**PROBLEM REQUIREMENTS**
Reproduce the listing, requests included, beginning at the line that contains "the grass stem" and stopping after its final line. Shift every coordinate in the answers by adding 69.

**Coordinate annotation entries**
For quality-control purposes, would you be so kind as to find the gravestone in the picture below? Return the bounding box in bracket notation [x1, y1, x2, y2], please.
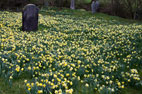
[91, 1, 96, 14]
[95, 0, 100, 11]
[91, 0, 99, 14]
[70, 0, 75, 9]
[22, 4, 39, 31]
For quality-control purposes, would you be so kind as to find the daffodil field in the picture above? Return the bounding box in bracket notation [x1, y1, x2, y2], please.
[0, 9, 142, 94]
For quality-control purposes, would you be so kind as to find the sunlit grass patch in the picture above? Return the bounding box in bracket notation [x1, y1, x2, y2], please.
[0, 9, 142, 94]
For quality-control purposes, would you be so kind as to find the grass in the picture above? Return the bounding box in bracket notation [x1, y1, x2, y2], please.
[0, 8, 142, 94]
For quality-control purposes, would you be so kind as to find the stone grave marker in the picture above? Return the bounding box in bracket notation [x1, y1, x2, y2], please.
[91, 1, 96, 14]
[91, 0, 99, 14]
[22, 4, 39, 31]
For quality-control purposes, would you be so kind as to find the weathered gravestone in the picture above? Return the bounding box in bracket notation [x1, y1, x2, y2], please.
[91, 0, 99, 14]
[70, 0, 75, 9]
[91, 1, 96, 14]
[22, 4, 39, 31]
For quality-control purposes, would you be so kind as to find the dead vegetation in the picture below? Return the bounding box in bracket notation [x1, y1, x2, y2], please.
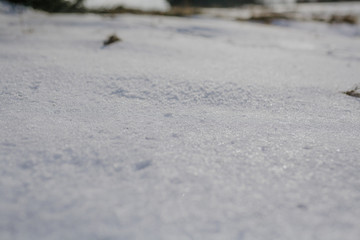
[236, 8, 359, 25]
[103, 34, 121, 47]
[87, 6, 201, 17]
[343, 86, 360, 98]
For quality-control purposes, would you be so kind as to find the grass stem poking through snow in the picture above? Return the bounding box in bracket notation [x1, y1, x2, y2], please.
[104, 34, 121, 46]
[343, 86, 360, 98]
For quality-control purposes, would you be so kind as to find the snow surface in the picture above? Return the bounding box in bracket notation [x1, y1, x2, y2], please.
[84, 0, 170, 11]
[0, 1, 360, 240]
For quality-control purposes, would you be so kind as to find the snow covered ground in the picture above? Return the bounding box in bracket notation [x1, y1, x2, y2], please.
[0, 1, 360, 240]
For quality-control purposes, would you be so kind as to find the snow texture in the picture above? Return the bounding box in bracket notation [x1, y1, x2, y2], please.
[0, 1, 360, 240]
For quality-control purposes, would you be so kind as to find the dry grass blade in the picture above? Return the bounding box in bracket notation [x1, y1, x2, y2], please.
[343, 86, 360, 98]
[104, 34, 121, 46]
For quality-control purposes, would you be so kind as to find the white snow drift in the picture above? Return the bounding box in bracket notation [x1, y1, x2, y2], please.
[0, 1, 360, 240]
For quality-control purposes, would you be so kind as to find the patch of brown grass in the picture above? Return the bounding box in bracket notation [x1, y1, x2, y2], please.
[343, 86, 360, 98]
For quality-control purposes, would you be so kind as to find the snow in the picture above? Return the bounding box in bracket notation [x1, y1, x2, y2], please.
[0, 1, 360, 240]
[84, 0, 170, 11]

**EXPECTED OUTPUT**
For quality-control purposes, would you be so kind as to find the grass stem poking through snow in the picture above? Return the bounding box in bracket notation [x1, y1, x2, y2], please.
[173, 103, 190, 115]
[412, 155, 429, 167]
For quality-control purposes, would you be so kind as to find the snow surface in the picture above? Return the bounding box in bracket notation [x1, y1, x2, y2], please.
[153, 69, 239, 80]
[69, 70, 429, 309]
For quality-control purposes, would you be so kind as to find the snow covered ground in the picture above? Return the bounding box in bracket notation [x1, y1, x2, y2], please.
[69, 70, 429, 309]
For quality-control purposes, would you be so kind as to find the snow texture in the picture above? Return the bounding box in bracket notation [x1, y1, x2, y2], please.
[69, 70, 429, 309]
For quality-control purposes, would you be so kind as to find the dry grass blade in the picture above? Return the bounding box in bracket notation [x1, y1, x2, y2], please.
[412, 155, 429, 167]
[173, 103, 190, 115]
For quality-control purposes, would you be so kind as to find the white snow drift in the picture above? Return the bounding box in bracket notation [x1, y1, x2, y2], please.
[69, 70, 429, 309]
For quality-control purposes, would you be so kind as to find the patch of brown grass in the picture above? Return the bounding box in bracket notation [x1, y1, x2, y2], please.
[412, 155, 429, 167]
For quality-control purposes, would you be so kind as to find the snow in the picture above? Return the bounding box in bracket notation [x1, y1, x2, y2], please.
[69, 70, 429, 309]
[153, 69, 239, 80]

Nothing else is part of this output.